**Instructions for the task:** Copy out the entire passage below on prisoners' claims to rehabilitative programs word for word.

**Text section:**
====
As to Plaintiff's claims about his lack of access to programs and resources that would be available if he were housed in a T.D.O.C. facility rather than a local jail, inmates do not have a constitutionally protected liberty interest in prison vocational, rehabilitation, or educational programs based on the Fourteenth Amendment. See, e.g., Moody v. Daggett, 429 U.S. 78, 88 n. 9 (1976) (Due Process Clause not implicated by prisoner classification and eligibility for rehabilitative programs, even where inmate suffers "grievous loss"); Argue v. Hofmeyer, 80 F. App'x 427, 429 (6th Cir.2003) ("Prisoners have no constitutional right to rehabilitation, education, or jobs."). Thus, Plaintiff's claim for alleged denial of vocational, educational or other rehabilitative services fails to state a claim under the Eighth and Fourteenth Amendments. See Carter v. Morgan, 142 F.3d 432 (Table), 1998 WL 69810, at *2 (6th Cir. Feb.10, 1998) (no constitutional right to educational classes).

Because prisoners lack a right to educational, vocational or rehabilitative services, any equal-protection claim that could be inferred from the Complaint fails to state a claim for relief. Hampton v. Hobbs, 106 F.3d 1281, 1286 (6th Cir.1997). Plaintiff's status as a convicted prisoner in a county jail with access to fewer rehabilitative programs than convicted prisoners in a state prison, does not create "suspect class" for this claim. See id. (a prisoner's classification does not implicate a fundamental right); Caderno v. Thorns, 50 F. App'x 200, 201 (6th Cir. 2002) ("Inmates have no right to be housed in a particular institution or a particular part of an institution.") (citing Meachum v. Fano, 427 U.S. 215, 225 (1976)). See also Carter, 1998 WL 69810, at *2 (noting that a "claim of being treated differently from other inmates with regard to participation in the outside educational opportunities has no constitutional underpinnings").
====
**Records from a point-labeling set:**
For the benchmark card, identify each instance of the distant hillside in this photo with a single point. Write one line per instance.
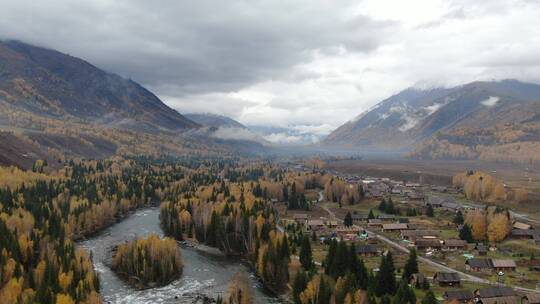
(48, 83)
(481, 120)
(213, 120)
(54, 106)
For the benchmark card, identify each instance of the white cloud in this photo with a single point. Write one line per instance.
(306, 63)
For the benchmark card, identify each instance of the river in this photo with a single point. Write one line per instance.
(204, 272)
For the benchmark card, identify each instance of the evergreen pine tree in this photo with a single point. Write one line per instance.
(429, 298)
(430, 212)
(411, 266)
(299, 285)
(466, 234)
(348, 220)
(385, 278)
(458, 218)
(382, 205)
(306, 256)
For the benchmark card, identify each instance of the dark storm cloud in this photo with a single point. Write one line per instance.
(180, 47)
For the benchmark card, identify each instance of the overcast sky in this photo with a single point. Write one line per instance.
(312, 64)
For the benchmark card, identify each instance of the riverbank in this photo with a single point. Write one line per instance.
(207, 271)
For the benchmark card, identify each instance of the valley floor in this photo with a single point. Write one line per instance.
(440, 172)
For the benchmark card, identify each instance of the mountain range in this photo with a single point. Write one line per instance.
(492, 120)
(53, 106)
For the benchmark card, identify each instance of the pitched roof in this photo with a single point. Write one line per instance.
(459, 295)
(428, 243)
(525, 232)
(519, 225)
(315, 223)
(367, 249)
(533, 298)
(504, 263)
(419, 233)
(480, 263)
(446, 277)
(360, 216)
(455, 243)
(395, 226)
(492, 292)
(501, 300)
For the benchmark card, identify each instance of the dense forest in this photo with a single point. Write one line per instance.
(42, 214)
(148, 262)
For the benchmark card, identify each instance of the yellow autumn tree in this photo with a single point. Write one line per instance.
(498, 228)
(239, 291)
(64, 299)
(478, 222)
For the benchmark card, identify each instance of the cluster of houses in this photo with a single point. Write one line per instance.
(331, 228)
(486, 265)
(491, 295)
(488, 295)
(525, 231)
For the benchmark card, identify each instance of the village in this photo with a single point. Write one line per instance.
(398, 216)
====
**Task solution:**
As to Plaintiff's claims about his lack of access to programs and resources that would be available if he were housed in a T.D.O.C. facility rather than a local jail, inmates do not have a constitutionally protected liberty interest in prison vocational, rehabilitation, or educational programs based on the Fourteenth Amendment. See, e.g., Moody v. Daggett, 429 U.S. 78, 88 n. 9 (1976) (Due Process Clause not implicated by prisoner classification and eligibility for rehabilitative programs, even where inmate suffers "grievous loss"); Argue v. Hofmeyer, 80 F. App'x 427, 429 (6th Cir.2003) ("Prisoners have no constitutional right to rehabilitation, education, or jobs."). Thus, Plaintiff's claim for alleged denial of vocational, educational or other rehabilitative services fails to state a claim under the Eighth and Fourteenth Amendments. See Carter v. Morgan, 142 F.3d 432 (Table), 1998 WL 69810, at *2 (6th Cir. Feb.10, 1998) (no constitutional right to educational classes).

Because prisoners lack a right to educational, vocational or rehabilitative services, any equal-protection claim that could be inferred from the Complaint fails to state a claim for relief. Hampton v. Hobbs, 106 F.3d 1281, 1286 (6th Cir.1997). Plaintiff's status as a convicted prisoner in a county jail with access to fewer rehabilitative programs than convicted prisoners in a state prison, does not create "suspect class" for this claim. See id. (a prisoner's classification does not implicate a fundamental right); Caderno v. Thorns, 50 F. App'x 200, 201 (6th Cir. 2002) ("Inmates have no right to be housed in a particular institution or a particular part of an institution.") (citing Meachum v. Fano, 427 U.S. 215, 225 (1976)). See also Carter, 1998 WL 69810, at *2 (noting that a "claim of being treated differently from other inmates with regard to participation in the outside educational opportunities has no constitutional underpinnings").